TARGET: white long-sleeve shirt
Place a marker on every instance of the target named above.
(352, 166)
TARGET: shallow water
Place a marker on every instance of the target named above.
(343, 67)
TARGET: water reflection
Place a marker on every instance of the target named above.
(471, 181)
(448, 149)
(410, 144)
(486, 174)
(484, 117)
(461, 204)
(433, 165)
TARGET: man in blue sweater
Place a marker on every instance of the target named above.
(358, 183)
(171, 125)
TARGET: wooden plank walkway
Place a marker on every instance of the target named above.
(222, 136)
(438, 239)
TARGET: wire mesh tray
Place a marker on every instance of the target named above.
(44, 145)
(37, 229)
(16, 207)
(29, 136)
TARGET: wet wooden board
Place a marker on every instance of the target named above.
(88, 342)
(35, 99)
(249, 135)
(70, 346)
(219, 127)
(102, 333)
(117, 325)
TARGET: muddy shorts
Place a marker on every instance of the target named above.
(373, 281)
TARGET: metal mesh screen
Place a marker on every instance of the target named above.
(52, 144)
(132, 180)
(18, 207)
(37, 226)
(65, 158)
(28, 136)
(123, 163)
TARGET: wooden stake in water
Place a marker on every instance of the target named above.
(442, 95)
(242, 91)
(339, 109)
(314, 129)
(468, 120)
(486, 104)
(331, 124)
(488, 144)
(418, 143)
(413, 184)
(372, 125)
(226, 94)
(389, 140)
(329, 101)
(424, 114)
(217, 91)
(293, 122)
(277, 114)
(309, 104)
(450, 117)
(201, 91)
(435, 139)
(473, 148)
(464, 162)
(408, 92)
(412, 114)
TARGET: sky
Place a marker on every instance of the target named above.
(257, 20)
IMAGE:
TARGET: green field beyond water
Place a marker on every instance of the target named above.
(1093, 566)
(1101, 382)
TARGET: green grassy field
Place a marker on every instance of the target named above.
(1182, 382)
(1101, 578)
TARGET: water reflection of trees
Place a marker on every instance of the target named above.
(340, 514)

*YOUR GOAL*
Rewrite the records from the line that has "TARGET: wire mesh tray" through the end, putting "timber" in place of "wooden" and keeping everything else unchanged.

*SOLUTION TO THIS EXERCISE*
TARGET: wire mesh tray
Place a marker on every instance of the target named above.
(44, 145)
(37, 229)
(16, 207)
(29, 136)
TARGET: wet timber board
Place a marker on every instance of the target named above.
(88, 342)
(35, 99)
(249, 135)
(70, 346)
(219, 127)
(102, 333)
(117, 325)
TARGET: muddy shorts
Place a marker on every instance of the target named above.
(373, 281)
TARGET: metal mesh screen
Place a marker on every instance of the target named above.
(52, 144)
(132, 180)
(18, 207)
(37, 226)
(65, 158)
(28, 136)
(123, 163)
TARGET: timber stake in water
Place a marker on every instance of the target named above.
(442, 95)
(242, 91)
(339, 109)
(314, 129)
(468, 120)
(486, 104)
(331, 124)
(488, 144)
(418, 143)
(413, 184)
(372, 125)
(226, 94)
(389, 140)
(329, 101)
(424, 114)
(217, 91)
(293, 122)
(277, 114)
(309, 104)
(450, 117)
(201, 91)
(435, 139)
(473, 148)
(464, 162)
(408, 92)
(412, 114)
TARGET: sky
Place a marker on every instance of the target named above.
(257, 20)
IMAGE:
TARGET: green field beyond water
Place a marker on every instance of the target named above.
(1093, 566)
(1101, 382)
TARGET: green grassy field
Place a marker on every instance of the target named above.
(1182, 382)
(1101, 578)
TARGET: water reflection of trees
Place a marker on every instance of the target named above.
(340, 514)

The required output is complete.